A triptych of people who attend a weekly gathering of Queer creative folk called Mustache Mondays.
Participants of Mustache Mondays. | Courtesy of Josh Peace

Update: This post has been updated to reflect a partnership with ONE Archives at USC Libraries.

For some artists in the early aughts, the first day of the work week were officially Mustache Mondays, a weekly event held at nightclubs throughout downtown. Originally started at Crash Mansion, Mustache — as it was informally called later — partied at Club 740, La Cita and Lash. For one night a week, an LGBTQ+ community crossing all genders, race, and socioeconomic boundaries came together to express themselves, to find a sense of belonging and to shed the shackles of everyday life.

In an appreciation he penned on the passing of Mustache Mondays founder Ignacio "Nacho" Nava, Jr., afrofuturist Marcus Anthony Brock paints a picture of Mustache at La Cita as a kind of pilgrimage for creatives and LGBTQ+ folks. Brock spoke of highly creative people who infused the scene with unrivaled vitality and color. "Mustache Mondays, was and is everything," wrote Brock, "There isn't enough space here to name the people who graced that stage, burnt it down, and filled that space to the brim with a queer reckoning like no other in Los Angeles at the time."

- - -

### Work to complete:
**A.** In the Mustache Mondays text, at which nightclub did the weekly event originally start?
**B.** Resume the Mustache Mondays text after its final sentence.

- - -

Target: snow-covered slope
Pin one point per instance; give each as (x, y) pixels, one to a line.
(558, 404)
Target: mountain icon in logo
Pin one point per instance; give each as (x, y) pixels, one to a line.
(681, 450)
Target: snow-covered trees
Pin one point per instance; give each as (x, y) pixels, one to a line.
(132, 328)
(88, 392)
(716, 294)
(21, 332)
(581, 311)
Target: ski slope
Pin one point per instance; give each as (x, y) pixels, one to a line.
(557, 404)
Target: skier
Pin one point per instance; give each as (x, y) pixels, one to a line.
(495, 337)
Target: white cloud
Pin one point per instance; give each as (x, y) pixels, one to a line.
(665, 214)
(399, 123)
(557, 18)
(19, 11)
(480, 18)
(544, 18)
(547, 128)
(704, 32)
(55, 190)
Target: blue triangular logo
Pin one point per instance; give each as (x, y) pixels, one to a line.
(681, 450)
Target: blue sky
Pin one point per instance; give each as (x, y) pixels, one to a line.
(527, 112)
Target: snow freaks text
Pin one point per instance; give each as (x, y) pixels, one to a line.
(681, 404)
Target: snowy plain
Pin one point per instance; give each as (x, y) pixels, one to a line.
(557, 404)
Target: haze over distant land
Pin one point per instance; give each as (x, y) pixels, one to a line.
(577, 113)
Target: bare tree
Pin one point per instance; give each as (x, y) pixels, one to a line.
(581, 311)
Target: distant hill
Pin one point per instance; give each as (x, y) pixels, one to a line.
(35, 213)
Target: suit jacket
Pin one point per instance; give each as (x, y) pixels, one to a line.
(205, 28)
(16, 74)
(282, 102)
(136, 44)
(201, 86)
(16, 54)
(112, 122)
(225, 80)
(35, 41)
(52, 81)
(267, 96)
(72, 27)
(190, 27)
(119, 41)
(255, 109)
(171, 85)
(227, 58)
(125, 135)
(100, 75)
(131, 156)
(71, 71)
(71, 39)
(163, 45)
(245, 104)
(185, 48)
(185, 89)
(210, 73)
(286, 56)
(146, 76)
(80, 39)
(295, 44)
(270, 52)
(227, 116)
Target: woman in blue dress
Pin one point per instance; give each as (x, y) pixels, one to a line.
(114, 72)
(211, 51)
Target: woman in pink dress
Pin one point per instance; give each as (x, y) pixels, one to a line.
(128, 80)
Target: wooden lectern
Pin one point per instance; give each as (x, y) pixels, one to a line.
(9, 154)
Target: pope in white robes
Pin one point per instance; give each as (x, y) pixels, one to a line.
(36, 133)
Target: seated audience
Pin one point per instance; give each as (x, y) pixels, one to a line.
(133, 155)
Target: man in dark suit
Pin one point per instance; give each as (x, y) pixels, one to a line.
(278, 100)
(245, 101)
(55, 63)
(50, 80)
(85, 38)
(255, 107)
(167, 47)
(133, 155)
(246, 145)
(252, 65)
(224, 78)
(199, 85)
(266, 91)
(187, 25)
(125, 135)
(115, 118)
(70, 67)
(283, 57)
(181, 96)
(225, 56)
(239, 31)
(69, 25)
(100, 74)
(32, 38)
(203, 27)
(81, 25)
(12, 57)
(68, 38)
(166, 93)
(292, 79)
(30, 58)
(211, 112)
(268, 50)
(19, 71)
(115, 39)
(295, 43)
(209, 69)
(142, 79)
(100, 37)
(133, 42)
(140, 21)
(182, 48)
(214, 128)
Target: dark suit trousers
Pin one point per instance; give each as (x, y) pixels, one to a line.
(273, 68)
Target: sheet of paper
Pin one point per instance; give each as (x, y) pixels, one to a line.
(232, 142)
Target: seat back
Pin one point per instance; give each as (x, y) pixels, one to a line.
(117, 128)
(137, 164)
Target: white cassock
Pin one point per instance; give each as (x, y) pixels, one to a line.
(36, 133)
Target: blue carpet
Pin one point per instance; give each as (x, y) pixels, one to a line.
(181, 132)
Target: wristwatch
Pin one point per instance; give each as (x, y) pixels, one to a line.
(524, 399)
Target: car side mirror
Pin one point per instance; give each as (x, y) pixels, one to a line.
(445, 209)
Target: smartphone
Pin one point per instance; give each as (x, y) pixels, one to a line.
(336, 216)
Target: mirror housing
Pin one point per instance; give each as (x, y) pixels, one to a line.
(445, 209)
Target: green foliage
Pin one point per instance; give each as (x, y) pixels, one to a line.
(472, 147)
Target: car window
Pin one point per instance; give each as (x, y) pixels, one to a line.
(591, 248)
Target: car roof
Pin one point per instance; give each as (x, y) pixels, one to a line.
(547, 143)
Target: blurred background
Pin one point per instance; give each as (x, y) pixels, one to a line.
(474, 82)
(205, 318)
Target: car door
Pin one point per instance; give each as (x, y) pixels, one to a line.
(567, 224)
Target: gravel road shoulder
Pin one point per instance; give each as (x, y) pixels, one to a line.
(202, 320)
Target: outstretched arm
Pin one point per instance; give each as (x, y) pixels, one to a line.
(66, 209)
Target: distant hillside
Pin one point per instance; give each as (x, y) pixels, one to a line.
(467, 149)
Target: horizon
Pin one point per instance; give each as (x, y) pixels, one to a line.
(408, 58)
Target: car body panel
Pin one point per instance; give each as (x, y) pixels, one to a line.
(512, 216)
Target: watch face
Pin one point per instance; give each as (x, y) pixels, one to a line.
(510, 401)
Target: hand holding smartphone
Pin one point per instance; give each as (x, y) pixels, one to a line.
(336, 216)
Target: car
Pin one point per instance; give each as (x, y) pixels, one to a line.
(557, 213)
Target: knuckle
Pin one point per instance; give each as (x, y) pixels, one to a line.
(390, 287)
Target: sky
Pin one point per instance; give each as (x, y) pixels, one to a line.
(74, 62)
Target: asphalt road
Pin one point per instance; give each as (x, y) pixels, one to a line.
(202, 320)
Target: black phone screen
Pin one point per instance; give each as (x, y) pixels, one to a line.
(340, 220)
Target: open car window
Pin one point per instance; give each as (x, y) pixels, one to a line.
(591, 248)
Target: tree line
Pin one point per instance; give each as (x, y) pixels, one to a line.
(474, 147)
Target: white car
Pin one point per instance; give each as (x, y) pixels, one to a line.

- - -

### Answer list:
**A.** Crash Mansion

**B.**
Mustache Mondays participants circa 2018 at Station 1640.
Mustache Mondays participants circa 2018 at Station 1640.
1/6 Artist Gabriela Ruiz and founder Ignacio Nava, Jr. at a Mustache affair in 2018 at Station 1640. | Iván Darío. Courtesy of Josh Peace
1/6 Artist Gabriela Ruiz and founder Ignacio Nava, Jr. at a Mustache affair in 2018 at Station 1640. | Iván Darío. Courtesy of Josh Peace

Brock may not have had the space, but this documentary from "Artbound" seeks to tell the unflinching story of Mustache Mondays and its underlying social activism, which inspired a generation of Queer cultural producers — a generation that today is reshaping the contemporary art world's contours — from creative director Franc Fernandez who later designed Lady Gaga's infamous meat dress to dancer Ryan Heffington who choreographed music videos for Arcade Fire and Sia.

This fall, Emmy® award-winning arts and culture series "Artbound" explores the nightlife of the multicultural Queer community in the 1990s and the impact it had on a larger society, and we can't do it without your help.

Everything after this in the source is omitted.